§ What to work on
Quote every line below exactly as it reads.

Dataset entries
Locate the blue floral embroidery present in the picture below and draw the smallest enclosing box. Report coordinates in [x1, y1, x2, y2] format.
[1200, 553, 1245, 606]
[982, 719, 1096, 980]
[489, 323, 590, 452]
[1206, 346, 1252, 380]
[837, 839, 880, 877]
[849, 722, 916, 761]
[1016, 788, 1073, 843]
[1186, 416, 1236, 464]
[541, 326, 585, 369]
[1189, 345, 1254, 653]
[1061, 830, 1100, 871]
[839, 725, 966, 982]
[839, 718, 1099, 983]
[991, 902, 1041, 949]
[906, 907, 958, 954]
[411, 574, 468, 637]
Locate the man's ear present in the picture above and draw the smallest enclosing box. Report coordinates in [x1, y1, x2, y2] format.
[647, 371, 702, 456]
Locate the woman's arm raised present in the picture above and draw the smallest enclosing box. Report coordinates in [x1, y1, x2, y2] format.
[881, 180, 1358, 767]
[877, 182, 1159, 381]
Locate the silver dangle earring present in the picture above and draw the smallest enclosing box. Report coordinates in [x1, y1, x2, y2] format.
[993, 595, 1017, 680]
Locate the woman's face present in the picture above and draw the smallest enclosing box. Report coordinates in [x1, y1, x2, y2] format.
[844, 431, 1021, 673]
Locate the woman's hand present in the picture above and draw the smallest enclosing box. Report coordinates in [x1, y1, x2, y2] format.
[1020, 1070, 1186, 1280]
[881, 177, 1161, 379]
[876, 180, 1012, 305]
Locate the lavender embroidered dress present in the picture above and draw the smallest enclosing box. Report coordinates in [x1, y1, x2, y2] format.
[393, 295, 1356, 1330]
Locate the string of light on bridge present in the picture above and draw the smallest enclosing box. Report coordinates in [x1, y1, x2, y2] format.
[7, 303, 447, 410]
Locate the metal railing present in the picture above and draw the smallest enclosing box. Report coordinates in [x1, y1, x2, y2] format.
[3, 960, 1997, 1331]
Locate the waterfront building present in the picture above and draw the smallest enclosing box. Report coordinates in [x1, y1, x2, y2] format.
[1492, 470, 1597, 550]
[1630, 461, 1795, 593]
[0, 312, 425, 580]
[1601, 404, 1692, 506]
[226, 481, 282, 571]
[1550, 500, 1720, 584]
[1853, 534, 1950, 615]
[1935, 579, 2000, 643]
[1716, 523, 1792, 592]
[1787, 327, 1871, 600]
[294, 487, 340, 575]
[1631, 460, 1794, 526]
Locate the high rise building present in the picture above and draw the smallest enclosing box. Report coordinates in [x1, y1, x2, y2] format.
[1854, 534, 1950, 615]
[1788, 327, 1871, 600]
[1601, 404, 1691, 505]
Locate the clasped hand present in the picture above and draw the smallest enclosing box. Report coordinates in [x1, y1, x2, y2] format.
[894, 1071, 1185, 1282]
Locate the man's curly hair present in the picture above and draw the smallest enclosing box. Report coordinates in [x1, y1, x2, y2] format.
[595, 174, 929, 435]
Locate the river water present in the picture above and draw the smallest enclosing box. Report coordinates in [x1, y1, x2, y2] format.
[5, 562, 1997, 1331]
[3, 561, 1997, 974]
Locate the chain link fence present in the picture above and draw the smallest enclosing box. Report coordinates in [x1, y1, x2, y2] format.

§ Written response
Locate the blue floral embroidery present in the picture below and draw the smallest enclosing box. Report coordinates in [x1, y1, x2, y2] format.
[1200, 553, 1245, 606]
[982, 719, 1096, 980]
[489, 323, 590, 452]
[1206, 346, 1252, 380]
[837, 839, 880, 877]
[849, 722, 916, 761]
[1016, 788, 1073, 843]
[1186, 416, 1236, 464]
[541, 326, 585, 369]
[1189, 345, 1254, 653]
[1061, 830, 1100, 871]
[839, 725, 966, 982]
[839, 718, 1099, 983]
[991, 902, 1041, 949]
[906, 907, 958, 954]
[411, 574, 468, 637]
Locate the man's ear present in the picture above and draw the smallest enclosing box. Report coordinates in [x1, y1, x2, y2] format.
[647, 371, 702, 456]
Locate the woman's arm raised present in the picture above and draw the smallest enclosing box. Report coordinates in [x1, y1, x2, y2] format.
[881, 180, 1358, 767]
[877, 182, 1159, 381]
Locate the silver dangle earring present in the picture above and draw the smallest enclosing box. Report coordinates in [x1, y1, x2, y2] format.
[993, 595, 1017, 680]
Locate the woman's face present in the picture above and draw the smallest enclosing box. Report coordinates in [x1, y1, x2, y2] format.
[844, 431, 1021, 673]
Locate the woman's hand present in the picture above and draw the smallest enclosing box. Report coordinates in [x1, y1, x2, y2] format.
[1020, 1070, 1186, 1280]
[881, 177, 1161, 379]
[876, 180, 1012, 305]
Locate the lavender embroidered dress present in the picture above and draw the smallest enclosing box. Report coordinates in [x1, y1, x2, y2] format.
[393, 295, 1356, 1330]
Locate the string of light on bridge present in the picture above and draw the smallest enclosing box. Report coordinates in [x1, y1, x2, y2] format.
[7, 303, 447, 410]
Locate the metal railing present in the picture above and draw the smallest enclosing box. Report coordinates in [x1, y1, x2, y2] format.
[3, 960, 1997, 1331]
Locate the waterfront building present in the picture above and draw the smallest enclosing box. Report coordinates in [x1, y1, x2, y2] format.
[1492, 470, 1597, 550]
[1630, 461, 1795, 593]
[0, 312, 425, 580]
[1601, 404, 1692, 506]
[226, 481, 282, 571]
[1550, 500, 1720, 584]
[1853, 534, 1950, 615]
[1935, 579, 2000, 643]
[1716, 523, 1792, 592]
[1787, 327, 1871, 600]
[294, 487, 340, 575]
[1631, 460, 1794, 526]
Locate the high rise building present in the picture above and draw the smallest enclosing box. Report coordinates in [x1, y1, x2, y2] format.
[1854, 534, 1950, 615]
[1788, 327, 1871, 600]
[1601, 404, 1691, 505]
Locate the clasped hand present in the picture above and draw the smallest enclosing box. Report coordinates in [x1, y1, x2, y2] format.
[894, 1071, 1185, 1282]
Locate the man's curly hair present in the picture above and draw the smallest enclosing box. Report coordinates in [x1, y1, x2, y2] format.
[595, 174, 929, 435]
Locate the river water present in the picture above and draw the smallest enclosing box. Report coordinates in [x1, y1, x2, y2] format.
[5, 562, 1997, 1331]
[3, 561, 1997, 974]
Locate the chain link fence present in the picture above and draw the smallest enclosing box. Report coordinates in [x1, y1, x2, y2] format.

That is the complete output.